**Texte source:**
====
Il convient toutefois de noter que l’échantillon se limite principalement aux personnes d’âge moyen d’origine européenne vivant au Royaume-Uni. En outre, aucune information n’était disponible sur des éléments tels que les épisodes de consommation excessive d’alcool dans le passé, et les déclarations volontaires ne représentent peut-être pas fidèlement le comportement dans le monde réel.
Néanmoins, les résultats sont assez clairs. L’équipe a constaté qu’une à deux unités d’alcool par jour seulement réduisent le volume global du cerveau et les volumes de matière grise dans un certain nombre de zones, ainsi que les microstructures de la substance blanche. Une pinte ou une canette de bière ou de cidre, ou un verre de vin standard, pour référence, représente deux unités.
Les effets étaient raisonnablement faibles à ce niveau. L’équipe a tenté de replacer les choses dans leur contexte en comparant les pertes de volume cérébral à ce qui se produit naturellement avec l’âge. Dans ce contexte, le fait de passer de zéro à une unité d’alcool par jour (disons une demi-bière) entraîne une perte de volume cérébral à peu près équivalente à celle à laquelle on pourrait s’attendre en 6 mois de vieillissement.
====
**Extrait de données:**
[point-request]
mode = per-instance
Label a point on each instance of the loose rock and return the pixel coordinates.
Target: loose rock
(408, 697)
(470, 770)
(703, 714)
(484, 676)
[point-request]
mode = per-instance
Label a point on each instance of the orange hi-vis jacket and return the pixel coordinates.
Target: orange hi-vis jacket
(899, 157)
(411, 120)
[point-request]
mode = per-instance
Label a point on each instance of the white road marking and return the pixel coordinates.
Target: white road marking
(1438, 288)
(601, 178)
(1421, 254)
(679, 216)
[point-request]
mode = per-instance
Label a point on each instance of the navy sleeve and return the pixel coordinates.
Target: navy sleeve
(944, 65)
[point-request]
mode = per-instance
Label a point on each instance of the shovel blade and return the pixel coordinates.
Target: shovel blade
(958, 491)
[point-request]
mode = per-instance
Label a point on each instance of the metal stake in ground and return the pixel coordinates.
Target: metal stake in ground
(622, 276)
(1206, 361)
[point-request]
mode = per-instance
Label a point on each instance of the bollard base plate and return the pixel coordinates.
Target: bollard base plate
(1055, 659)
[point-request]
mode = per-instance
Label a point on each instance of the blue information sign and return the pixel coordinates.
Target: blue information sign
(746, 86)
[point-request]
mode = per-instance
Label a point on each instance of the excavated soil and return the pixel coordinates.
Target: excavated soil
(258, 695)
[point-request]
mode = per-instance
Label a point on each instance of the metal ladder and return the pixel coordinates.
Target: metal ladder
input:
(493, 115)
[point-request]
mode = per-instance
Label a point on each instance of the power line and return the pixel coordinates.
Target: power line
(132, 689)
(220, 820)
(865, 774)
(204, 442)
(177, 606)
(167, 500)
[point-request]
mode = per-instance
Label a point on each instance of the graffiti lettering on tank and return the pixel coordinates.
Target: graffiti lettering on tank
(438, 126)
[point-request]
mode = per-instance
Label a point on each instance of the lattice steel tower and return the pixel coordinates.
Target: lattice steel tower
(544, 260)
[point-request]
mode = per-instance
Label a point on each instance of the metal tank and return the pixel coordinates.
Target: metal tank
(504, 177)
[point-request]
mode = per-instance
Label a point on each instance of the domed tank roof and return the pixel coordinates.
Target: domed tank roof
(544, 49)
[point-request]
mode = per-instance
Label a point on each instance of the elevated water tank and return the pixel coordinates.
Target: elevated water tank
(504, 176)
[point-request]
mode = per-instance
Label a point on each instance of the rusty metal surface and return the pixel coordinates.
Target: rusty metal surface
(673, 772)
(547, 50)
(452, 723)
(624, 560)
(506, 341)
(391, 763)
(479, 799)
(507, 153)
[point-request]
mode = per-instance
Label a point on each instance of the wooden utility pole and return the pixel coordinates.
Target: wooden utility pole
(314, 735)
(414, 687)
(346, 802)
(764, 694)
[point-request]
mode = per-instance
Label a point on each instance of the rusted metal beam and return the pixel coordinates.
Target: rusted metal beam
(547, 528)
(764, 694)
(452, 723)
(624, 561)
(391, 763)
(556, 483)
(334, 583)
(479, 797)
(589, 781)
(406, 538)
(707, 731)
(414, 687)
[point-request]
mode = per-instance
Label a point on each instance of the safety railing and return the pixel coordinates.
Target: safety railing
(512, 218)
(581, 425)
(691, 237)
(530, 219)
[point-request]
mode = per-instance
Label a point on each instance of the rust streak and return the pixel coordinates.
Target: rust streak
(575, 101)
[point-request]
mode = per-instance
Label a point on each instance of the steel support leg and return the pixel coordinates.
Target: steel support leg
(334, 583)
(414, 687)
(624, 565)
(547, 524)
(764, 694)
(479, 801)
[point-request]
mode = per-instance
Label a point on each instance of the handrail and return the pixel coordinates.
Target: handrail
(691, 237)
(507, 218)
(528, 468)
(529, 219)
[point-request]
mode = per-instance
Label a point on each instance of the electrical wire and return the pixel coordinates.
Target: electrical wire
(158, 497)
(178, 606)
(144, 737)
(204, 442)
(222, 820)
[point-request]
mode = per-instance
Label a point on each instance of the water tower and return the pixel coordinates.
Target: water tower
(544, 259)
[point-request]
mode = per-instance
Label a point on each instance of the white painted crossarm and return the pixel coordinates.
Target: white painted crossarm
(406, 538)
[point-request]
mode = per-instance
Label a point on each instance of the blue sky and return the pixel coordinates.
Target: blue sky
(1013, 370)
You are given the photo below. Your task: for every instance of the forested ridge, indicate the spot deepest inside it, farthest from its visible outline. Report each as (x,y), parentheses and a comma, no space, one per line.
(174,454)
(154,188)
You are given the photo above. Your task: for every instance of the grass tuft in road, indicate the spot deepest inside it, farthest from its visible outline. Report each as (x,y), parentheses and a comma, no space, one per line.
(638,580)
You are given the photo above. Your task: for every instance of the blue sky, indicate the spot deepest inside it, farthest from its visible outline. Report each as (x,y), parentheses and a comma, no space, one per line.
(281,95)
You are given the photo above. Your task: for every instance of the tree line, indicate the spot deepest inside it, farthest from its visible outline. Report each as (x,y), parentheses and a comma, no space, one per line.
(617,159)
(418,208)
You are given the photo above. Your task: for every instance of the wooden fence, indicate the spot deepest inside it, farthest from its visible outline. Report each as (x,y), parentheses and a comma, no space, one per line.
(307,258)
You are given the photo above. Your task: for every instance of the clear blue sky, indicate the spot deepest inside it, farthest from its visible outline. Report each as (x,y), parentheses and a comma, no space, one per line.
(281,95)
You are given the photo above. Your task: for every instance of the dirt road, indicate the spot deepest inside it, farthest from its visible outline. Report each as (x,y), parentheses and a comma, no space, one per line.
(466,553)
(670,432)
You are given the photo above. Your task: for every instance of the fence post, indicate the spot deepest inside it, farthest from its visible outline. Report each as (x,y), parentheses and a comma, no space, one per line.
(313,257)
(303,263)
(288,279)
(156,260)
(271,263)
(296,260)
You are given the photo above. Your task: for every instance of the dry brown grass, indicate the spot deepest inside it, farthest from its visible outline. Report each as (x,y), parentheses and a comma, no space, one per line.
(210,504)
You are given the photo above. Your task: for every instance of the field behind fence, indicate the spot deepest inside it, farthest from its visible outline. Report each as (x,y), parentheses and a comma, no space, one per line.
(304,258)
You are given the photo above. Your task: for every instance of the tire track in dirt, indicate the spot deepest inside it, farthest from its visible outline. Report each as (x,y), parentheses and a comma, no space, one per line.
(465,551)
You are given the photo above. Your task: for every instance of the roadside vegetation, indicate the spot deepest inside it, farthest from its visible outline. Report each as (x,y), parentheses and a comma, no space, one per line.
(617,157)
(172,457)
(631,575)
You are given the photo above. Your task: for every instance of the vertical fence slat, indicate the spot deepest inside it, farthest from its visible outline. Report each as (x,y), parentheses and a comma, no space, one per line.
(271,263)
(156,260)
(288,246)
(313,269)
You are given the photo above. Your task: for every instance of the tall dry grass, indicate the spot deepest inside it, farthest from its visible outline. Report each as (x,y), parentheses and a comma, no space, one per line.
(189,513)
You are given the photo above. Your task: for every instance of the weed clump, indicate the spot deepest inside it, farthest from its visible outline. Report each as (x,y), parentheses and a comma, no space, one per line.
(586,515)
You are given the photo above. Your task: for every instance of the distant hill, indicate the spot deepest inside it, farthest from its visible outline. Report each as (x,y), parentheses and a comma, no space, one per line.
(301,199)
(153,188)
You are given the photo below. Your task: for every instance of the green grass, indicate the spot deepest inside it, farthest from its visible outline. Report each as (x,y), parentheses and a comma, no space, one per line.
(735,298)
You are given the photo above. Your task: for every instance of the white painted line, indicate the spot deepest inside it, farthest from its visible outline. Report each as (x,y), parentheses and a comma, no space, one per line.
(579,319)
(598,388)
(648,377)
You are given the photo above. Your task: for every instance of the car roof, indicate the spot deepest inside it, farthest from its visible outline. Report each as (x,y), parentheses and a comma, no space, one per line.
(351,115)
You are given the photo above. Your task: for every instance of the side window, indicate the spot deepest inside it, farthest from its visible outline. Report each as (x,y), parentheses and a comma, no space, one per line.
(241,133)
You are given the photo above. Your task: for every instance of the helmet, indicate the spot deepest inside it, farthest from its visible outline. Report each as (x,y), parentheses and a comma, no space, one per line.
====
**Activité A:**
Extrayez du texte sur l’alcool et le cerveau le passage qui s’ouvre sur les mots contenant « Il convient toutefois » et se clôt sur « le monde réel. ».
**Activité B:**
Prolongez le texte sur l’alcool et le volume cérébral à la suite de sa dernière phrase.
Les lignes forment un ensemble indépendant du texte sur l’alcool et le cerveau.

**Réponse rédigée A:**
Il convient toutefois de noter que l’échantillon se limite principalement aux personnes d’âge moyen d’origine européenne vivant au Royaume-Uni. En outre, aucune information n’était disponible sur des éléments tels que les épisodes de consommation excessive d’alcool dans le passé, et les déclarations volontaires ne représentent peut-être pas fidèlement le comportement dans le monde réel.

**Réponse rédigée B:**
Mais l’effet n’est pas linéaire, il s’amplifie. Passer d’une unité journalière à deux (une demi-bière ou un verre de vin) équivaut à peu près à deux ans de vieillissement. Passer de deux unités quotidiennes à trois (un verre de vin à un verre et demi) équivaut à un vieillissement de trois ans et demi.
Les personnes qui consomment quatre unités d’alcool ou plus par jour présentent une perte de volume cérébral équivalente à dix années complètes de vieillissement, par rapport aux personnes qui ne boivent pas. Et encore, il ne s’agit que de deux canettes ou pintes de bière, ce qui peut sembler insignifiant pour de nombreux buveurs.
Selon Remi Daviet, coauteur de l’étude et actuellement à l’université du Wisconsin :
Il existe des preuves que l’effet de la consommation d’alcool sur le cerveau est exponentiel. Ainsi, un verre supplémentaire dans une journée pourrait avoir un impact plus important que tous les verres précédents de la journée. Cela signifie que réduire le dernier verre de la soirée pourrait avoir un effet important en termes de vieillissement cérébral.
En d’autres termes, selon l’auteur correspondant, Gideon Nave, de la Wharton School de Pennsylvanie, « les personnes qui peuvent bénéficier le plus d’une diminution de la consommation d’alcool sont celles qui boivent déjà le plus ».
Certes, de nombreuses autres questions demeurent.
Toujours selon Nave :
Cette étude s’est intéressée à la consommation moyenne, mais nous sommes curieux de savoir s’il est préférable de boire une bière par jour plutôt que de n’en boire aucune pendant la semaine et d’en boire sept le week-end. Il y a des preuves que la consommation excessive d’alcool est pire pour le cerveau, mais nous n’avons pas encore examiné cela de près.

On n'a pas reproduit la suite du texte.